Segment Start: SUPPLIED DATA

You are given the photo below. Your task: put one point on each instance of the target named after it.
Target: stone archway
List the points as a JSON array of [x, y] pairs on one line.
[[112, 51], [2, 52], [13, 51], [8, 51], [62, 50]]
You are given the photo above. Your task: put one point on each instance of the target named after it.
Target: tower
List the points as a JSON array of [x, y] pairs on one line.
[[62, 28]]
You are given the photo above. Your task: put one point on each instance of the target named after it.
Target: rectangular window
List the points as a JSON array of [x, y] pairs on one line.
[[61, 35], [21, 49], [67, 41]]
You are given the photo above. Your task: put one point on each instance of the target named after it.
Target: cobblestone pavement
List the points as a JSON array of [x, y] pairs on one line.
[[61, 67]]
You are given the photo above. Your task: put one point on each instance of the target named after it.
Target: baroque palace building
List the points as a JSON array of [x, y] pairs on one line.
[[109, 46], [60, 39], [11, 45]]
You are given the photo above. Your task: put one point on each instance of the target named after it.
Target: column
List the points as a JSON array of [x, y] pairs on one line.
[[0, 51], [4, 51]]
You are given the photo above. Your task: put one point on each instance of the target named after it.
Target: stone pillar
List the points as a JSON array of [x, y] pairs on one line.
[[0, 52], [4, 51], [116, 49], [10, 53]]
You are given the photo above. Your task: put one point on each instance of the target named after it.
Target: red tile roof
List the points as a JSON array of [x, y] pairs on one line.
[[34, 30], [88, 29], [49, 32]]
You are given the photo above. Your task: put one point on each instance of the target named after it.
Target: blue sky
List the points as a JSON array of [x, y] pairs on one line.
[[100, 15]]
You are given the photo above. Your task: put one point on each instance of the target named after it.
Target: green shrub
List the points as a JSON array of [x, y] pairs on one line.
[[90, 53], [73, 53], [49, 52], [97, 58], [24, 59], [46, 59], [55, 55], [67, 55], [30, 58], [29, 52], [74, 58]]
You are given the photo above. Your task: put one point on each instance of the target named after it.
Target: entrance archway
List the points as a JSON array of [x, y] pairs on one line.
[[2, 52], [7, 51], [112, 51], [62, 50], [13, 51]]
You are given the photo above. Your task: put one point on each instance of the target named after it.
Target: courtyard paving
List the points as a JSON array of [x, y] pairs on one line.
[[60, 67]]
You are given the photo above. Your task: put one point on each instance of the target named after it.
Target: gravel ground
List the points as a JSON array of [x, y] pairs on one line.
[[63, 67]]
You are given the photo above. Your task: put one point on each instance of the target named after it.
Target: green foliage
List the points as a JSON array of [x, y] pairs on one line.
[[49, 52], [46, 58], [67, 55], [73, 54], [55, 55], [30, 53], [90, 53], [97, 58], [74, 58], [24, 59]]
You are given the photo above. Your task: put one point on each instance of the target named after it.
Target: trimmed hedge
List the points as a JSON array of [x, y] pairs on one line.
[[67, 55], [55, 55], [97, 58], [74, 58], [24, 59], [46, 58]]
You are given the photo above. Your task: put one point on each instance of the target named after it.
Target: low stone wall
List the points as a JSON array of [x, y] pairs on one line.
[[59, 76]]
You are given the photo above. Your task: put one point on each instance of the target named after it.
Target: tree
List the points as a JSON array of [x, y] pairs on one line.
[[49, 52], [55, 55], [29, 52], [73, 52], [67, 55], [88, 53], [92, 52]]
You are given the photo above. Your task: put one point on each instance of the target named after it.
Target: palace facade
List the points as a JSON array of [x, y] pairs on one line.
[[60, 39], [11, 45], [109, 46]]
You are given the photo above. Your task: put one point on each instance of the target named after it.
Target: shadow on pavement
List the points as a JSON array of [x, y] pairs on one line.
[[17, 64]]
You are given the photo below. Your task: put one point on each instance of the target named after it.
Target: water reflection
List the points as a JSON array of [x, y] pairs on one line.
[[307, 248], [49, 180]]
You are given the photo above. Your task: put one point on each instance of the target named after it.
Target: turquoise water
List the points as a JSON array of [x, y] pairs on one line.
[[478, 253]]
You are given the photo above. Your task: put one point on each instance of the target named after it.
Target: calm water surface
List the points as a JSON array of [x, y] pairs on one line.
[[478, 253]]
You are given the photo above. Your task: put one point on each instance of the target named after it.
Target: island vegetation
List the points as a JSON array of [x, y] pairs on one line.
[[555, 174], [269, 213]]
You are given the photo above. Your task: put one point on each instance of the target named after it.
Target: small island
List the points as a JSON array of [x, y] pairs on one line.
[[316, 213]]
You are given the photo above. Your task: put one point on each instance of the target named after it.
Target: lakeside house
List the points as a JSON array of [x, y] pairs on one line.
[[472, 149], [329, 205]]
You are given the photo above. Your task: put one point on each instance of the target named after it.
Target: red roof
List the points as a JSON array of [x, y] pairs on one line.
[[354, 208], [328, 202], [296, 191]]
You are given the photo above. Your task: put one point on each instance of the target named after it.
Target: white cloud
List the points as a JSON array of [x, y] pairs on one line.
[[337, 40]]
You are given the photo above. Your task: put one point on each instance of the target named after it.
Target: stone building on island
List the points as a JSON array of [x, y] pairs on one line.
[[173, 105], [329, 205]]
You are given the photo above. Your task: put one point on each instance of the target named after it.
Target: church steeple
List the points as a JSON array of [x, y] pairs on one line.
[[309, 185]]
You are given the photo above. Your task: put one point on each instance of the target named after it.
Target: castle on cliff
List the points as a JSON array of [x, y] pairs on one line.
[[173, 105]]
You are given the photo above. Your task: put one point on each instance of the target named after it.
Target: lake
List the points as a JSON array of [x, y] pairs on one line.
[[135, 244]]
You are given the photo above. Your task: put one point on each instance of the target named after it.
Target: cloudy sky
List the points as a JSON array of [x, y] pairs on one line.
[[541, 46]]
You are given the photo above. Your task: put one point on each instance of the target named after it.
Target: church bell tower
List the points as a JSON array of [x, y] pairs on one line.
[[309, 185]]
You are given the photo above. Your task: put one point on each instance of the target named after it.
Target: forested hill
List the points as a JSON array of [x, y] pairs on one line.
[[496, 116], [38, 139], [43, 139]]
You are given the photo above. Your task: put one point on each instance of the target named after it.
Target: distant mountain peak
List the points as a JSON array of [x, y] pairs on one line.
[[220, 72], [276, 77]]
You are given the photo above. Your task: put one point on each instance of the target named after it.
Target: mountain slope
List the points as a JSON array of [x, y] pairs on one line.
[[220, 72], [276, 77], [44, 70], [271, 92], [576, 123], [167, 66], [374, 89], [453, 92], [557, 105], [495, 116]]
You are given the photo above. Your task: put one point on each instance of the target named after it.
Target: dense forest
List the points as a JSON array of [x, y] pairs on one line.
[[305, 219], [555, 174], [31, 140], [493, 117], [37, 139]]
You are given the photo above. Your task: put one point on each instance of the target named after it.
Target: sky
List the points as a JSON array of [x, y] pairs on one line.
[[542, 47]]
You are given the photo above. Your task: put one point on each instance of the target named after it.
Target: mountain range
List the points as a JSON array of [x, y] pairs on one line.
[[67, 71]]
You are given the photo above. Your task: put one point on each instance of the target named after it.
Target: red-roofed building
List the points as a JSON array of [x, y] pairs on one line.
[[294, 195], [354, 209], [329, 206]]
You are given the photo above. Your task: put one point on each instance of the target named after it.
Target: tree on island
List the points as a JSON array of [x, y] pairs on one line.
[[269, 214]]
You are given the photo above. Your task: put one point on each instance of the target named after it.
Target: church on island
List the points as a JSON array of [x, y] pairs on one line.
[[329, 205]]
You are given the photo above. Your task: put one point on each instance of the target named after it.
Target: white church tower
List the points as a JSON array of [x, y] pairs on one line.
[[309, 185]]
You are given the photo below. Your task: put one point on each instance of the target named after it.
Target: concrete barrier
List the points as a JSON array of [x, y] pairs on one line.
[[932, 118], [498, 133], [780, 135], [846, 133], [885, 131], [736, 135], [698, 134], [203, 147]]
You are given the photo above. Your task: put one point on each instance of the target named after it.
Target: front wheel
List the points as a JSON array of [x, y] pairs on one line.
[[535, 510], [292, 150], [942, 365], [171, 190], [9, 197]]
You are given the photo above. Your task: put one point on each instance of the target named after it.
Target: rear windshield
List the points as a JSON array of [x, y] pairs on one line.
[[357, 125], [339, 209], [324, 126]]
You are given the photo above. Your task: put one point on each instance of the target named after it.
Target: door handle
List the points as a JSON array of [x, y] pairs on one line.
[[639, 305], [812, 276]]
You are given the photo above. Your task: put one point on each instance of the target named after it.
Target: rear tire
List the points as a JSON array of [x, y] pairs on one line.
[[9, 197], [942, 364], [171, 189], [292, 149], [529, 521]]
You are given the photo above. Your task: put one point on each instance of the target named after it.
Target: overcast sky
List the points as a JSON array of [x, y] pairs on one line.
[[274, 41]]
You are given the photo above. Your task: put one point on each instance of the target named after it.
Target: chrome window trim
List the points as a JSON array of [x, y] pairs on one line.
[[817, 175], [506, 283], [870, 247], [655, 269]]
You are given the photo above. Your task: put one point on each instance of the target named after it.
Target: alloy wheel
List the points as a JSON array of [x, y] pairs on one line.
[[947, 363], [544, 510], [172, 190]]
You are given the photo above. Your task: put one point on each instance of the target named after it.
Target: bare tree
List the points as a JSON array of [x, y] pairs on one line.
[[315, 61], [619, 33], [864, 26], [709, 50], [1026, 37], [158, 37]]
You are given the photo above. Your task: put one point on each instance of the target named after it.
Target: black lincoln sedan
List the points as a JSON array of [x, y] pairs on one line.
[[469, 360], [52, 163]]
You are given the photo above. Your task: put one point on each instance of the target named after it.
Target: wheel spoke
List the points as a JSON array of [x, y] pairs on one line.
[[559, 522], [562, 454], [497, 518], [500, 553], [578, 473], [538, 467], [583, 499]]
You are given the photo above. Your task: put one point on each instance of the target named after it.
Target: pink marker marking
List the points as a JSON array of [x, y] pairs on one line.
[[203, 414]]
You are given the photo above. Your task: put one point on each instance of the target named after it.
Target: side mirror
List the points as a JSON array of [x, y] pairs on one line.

Segment End: SUPPLIED DATA

AIM OF THE EXERCISE: Could you copy every line from the records that mentions the word "water"?

SOLVED PROBLEM:
Target: water reflection
Target: turquoise water
Target: calm water surface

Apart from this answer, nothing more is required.